>> begin Entries provided

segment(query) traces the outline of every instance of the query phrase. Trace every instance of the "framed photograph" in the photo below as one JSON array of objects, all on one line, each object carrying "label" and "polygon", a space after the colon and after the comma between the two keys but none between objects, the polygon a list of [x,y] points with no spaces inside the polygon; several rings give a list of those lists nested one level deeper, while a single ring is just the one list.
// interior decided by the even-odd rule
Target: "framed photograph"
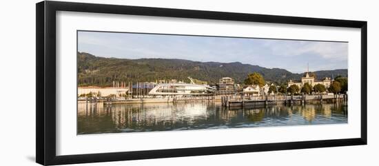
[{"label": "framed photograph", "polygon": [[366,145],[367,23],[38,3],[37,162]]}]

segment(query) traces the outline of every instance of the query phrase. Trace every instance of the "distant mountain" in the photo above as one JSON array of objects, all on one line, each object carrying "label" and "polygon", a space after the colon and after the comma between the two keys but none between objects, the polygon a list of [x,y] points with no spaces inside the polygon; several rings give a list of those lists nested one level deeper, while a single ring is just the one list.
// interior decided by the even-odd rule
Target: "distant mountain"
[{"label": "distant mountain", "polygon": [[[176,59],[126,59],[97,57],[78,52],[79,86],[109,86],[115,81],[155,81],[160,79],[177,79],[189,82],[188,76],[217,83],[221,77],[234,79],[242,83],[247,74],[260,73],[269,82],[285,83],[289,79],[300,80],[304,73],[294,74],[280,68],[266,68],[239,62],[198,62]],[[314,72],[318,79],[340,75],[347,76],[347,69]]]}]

>> end Entries provided

Can you edit the records above so that each "Target" becomes "Query", with every other part unchanged and the pictures left out?

→ **Result below**
segment(query) traces the outline of every instance of the query phrase. Trace every instance of the "framed photograph" in the photo below as one JSON array of objects, all on one line, each object carrying "label" and "polygon", a space after the colon and after the comma between the two keys but none between objects, the polygon a list of [x,y] points with no spaces inside the polygon; several rings give a list of those lists nested one level deeper, while a single ring is just the one list.
// interior decided by the even-odd rule
Query: "framed photograph"
[{"label": "framed photograph", "polygon": [[366,145],[367,23],[38,3],[37,162]]}]

segment(query) traces the outline of every instance of the query phrase. Trace every instance of the "distant mountain" in the photo above as one JSON array of objects, all on one line, each object carrying "label" and "polygon", a space after the colon and after the comma between the two keys but none between objects, the polygon a list of [x,y] points with no spaces inside the polygon; several rings give a list of those lists nested one level deeper, while a single ring is just the one list.
// interior decided by the even-odd rule
Query: "distant mountain"
[{"label": "distant mountain", "polygon": [[[176,59],[126,59],[97,57],[78,52],[79,86],[109,86],[115,81],[155,81],[160,79],[177,79],[189,82],[188,76],[217,83],[221,77],[234,79],[242,83],[247,74],[260,73],[269,82],[285,83],[289,79],[300,80],[304,73],[294,74],[280,68],[266,68],[239,62],[198,62]],[[314,72],[318,79],[340,75],[347,76],[347,69]]]}]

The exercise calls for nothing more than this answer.